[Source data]

---*---

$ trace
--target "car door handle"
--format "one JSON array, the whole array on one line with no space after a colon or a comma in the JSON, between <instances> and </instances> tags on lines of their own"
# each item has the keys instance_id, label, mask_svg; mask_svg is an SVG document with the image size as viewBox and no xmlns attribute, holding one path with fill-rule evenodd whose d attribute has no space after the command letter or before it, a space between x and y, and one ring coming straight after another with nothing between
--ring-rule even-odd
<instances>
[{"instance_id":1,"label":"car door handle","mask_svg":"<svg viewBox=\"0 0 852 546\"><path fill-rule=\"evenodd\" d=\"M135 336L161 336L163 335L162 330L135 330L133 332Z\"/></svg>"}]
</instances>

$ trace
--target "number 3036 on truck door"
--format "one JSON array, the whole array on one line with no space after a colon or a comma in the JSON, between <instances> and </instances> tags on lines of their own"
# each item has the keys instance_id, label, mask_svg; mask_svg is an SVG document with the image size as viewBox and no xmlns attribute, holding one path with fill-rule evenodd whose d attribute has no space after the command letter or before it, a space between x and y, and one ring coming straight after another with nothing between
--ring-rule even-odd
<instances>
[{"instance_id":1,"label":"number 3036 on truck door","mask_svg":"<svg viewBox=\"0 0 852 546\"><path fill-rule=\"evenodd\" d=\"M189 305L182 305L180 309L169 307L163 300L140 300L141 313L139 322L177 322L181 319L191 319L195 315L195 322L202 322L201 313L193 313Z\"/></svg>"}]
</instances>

---*---

Directions
The complete set of entries above must be reproduced verbatim.

Exercise solution
$ trace
--target "car door handle"
--format "one JSON array, the whole array on one line with no space after a colon or a comma in the JSON, between <instances> and </instances> tags on lines of their own"
# each item has the keys instance_id, label, mask_svg; mask_svg is an SVG document with the image size as viewBox and no xmlns attribute, holding one path with fill-rule evenodd whose d attribute has no space after the command letter or before it, a space between x and y, and one ring coming straight after another with nothing between
--ring-rule even-odd
<instances>
[{"instance_id":1,"label":"car door handle","mask_svg":"<svg viewBox=\"0 0 852 546\"><path fill-rule=\"evenodd\" d=\"M135 336L161 336L163 335L162 330L135 330L133 332Z\"/></svg>"}]
</instances>

$ trace
--target "number 3036 on truck door"
--format "one JSON array, the whole array on one line with no space after a colon or a comma in the JSON, between <instances> and </instances> tags on lines of their own"
# each item has the keys instance_id, label, mask_svg; mask_svg is an SVG document with the image size as viewBox and no xmlns attribute, holding one path with fill-rule evenodd whose d attribute has no space after the command letter or before it, a space between x and y, and one ring coming straight after another with nothing between
--ring-rule even-odd
<instances>
[{"instance_id":1,"label":"number 3036 on truck door","mask_svg":"<svg viewBox=\"0 0 852 546\"><path fill-rule=\"evenodd\" d=\"M189 305L182 305L180 309L169 307L163 300L140 300L141 313L139 322L177 322L181 319L191 319L195 315L195 322L202 322L201 313L193 313Z\"/></svg>"}]
</instances>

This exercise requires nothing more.